# [TEXTO DEL EJERCICIO]
((
RÍO DE JANEIRO.— Antes de iniciarse en esta ciudad la presente edición de los Juegos Olímpicos, el secretario general de la ONU, Ban Ki-moon pidió a los Estados miembros cumplir con la tregua olímpica, un gesto que el organismo reitera cada cuatro años desde que aprobara una Resolución sobre el tema —la 48-11— el 25 de octubre de 1993.
Con aquella decisión se estableció el necesario respeto a una antigua tradición griega que se remonta según los historiadores al siglo IX antes de nuestra era, según la cual se suspendían todas la guerras durante los siete días previos e igual cantidad de jornadas posteriores a la celebración de estas citas deportivas, con el objetivo de que los atletas pudieran trasladarse desde los más distantes lugares hacia el escenario de competencias, sin que sus vidas corrieran peligro.
Esa actitud encontró siempre el respaldo universal, aunque hubiese sido mejor para todos que esa paz momentánea se extendiera durante todo el año.
Reverenciar esa tregua, conocida también como ekecheria, no es más que una de las grandes expresiones del verdadero espíritu olímpico, mas no el único.
Por estos días, en los que el deporte sostiene el pulso con otras desagradables noticias, unas imágenes, grabadas durante la carrera de 5 000 metros en este certamen multideportivo, han conmovido al planeta.
Sus protagonistas fueron la neozelandesa Nikki Hamblin y la estadounidense Abbey D’Agostino, ambas involucradas en una caída. La gran sorpresa para los miles de espectadores y otros millones que seguían la prueba por televisión fue ver cómo la norteña ayudaba a Nikki a levantarse de la pista, y aunque visiblemente lesionada, logró entrar a la meta ayudada por su compañera de infortunio.
Entre sentidos aplausos, estas muchachas terminaron en la última posición, pero como premio a su actuación, los jueces decidieron abrirle las puertas de la final.
La escena hizo rememorar otras parecidas que han sucedido en citas bajo los cinco aros. Una de estas historias se escribió en la cita de invierno celebrada en la ciudad japonesa de Sapporo, en 1972, cuando el alemán Dieter Speer ofreció uno de sus esquíes de reserva a Alexander Thikonov, a quien se le había roto, y de esa forma la entonces Unión Soviética se impuso en la prueba de biatlón por delante del elenco teutón, que terminó tercero.
))
# [TAREAS POR REALIZAR]
A: Indica si cada afirmación concuerda con el texto sobre la tregua olímpica y responde sí o no, citando literalmente las palabras que lo deciden: (i) La ONU aprobó la Resolución 48-11 el 25 de octubre de 1993. (ii) Según la antigua tradición griega, las guerras se suspendían durante un mes antes de las competencias. (iii) Nikki Hamblin y Abbey D'Agostino terminaron la carrera en la última posición.
B: Reproduce del texto sobre la tregua olímpica el fragmento que empieza en las palabras "Entre sentidos aplausos, estas" y termina después de "de la final.".

Datos de expresiones referenciales:
((
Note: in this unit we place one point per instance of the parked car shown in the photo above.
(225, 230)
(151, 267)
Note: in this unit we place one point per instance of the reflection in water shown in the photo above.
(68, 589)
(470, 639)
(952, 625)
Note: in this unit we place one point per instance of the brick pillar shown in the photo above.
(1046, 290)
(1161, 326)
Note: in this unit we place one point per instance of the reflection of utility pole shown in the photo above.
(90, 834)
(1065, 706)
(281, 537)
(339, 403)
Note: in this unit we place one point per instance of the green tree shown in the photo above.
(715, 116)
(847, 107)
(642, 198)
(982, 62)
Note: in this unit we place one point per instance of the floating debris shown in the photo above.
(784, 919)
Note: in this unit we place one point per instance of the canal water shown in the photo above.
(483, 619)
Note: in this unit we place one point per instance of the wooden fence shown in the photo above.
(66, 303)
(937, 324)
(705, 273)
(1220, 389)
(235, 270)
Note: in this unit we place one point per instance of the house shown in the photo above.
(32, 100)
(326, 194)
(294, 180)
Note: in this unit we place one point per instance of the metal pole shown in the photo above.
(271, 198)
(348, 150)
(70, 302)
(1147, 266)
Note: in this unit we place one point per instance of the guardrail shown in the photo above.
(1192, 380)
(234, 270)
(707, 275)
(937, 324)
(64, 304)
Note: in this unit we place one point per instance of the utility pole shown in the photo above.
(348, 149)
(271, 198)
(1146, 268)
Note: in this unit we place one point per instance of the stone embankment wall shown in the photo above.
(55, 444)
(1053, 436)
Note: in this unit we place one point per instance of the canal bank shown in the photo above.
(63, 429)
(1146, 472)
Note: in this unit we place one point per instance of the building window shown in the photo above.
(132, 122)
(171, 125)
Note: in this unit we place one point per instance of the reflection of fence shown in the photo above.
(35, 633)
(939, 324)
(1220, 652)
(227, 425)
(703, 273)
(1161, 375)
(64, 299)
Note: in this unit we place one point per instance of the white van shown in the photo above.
))
# [RESPUESTAS POR TAREA]
A:
(i) Sí: "aprobara una Resolución sobre el tema —la 48-11— el 25 de octubre de 1993".
(ii) No: "durante los siete días previos e igual cantidad de jornadas posteriores".
(iii) Sí: "estas muchachas terminaron en la última posición".

B:
Entre sentidos aplausos, estas muchachas terminaron en la última posición, pero como premio a su actuación, los jueces decidieron abrirle las puertas de la final.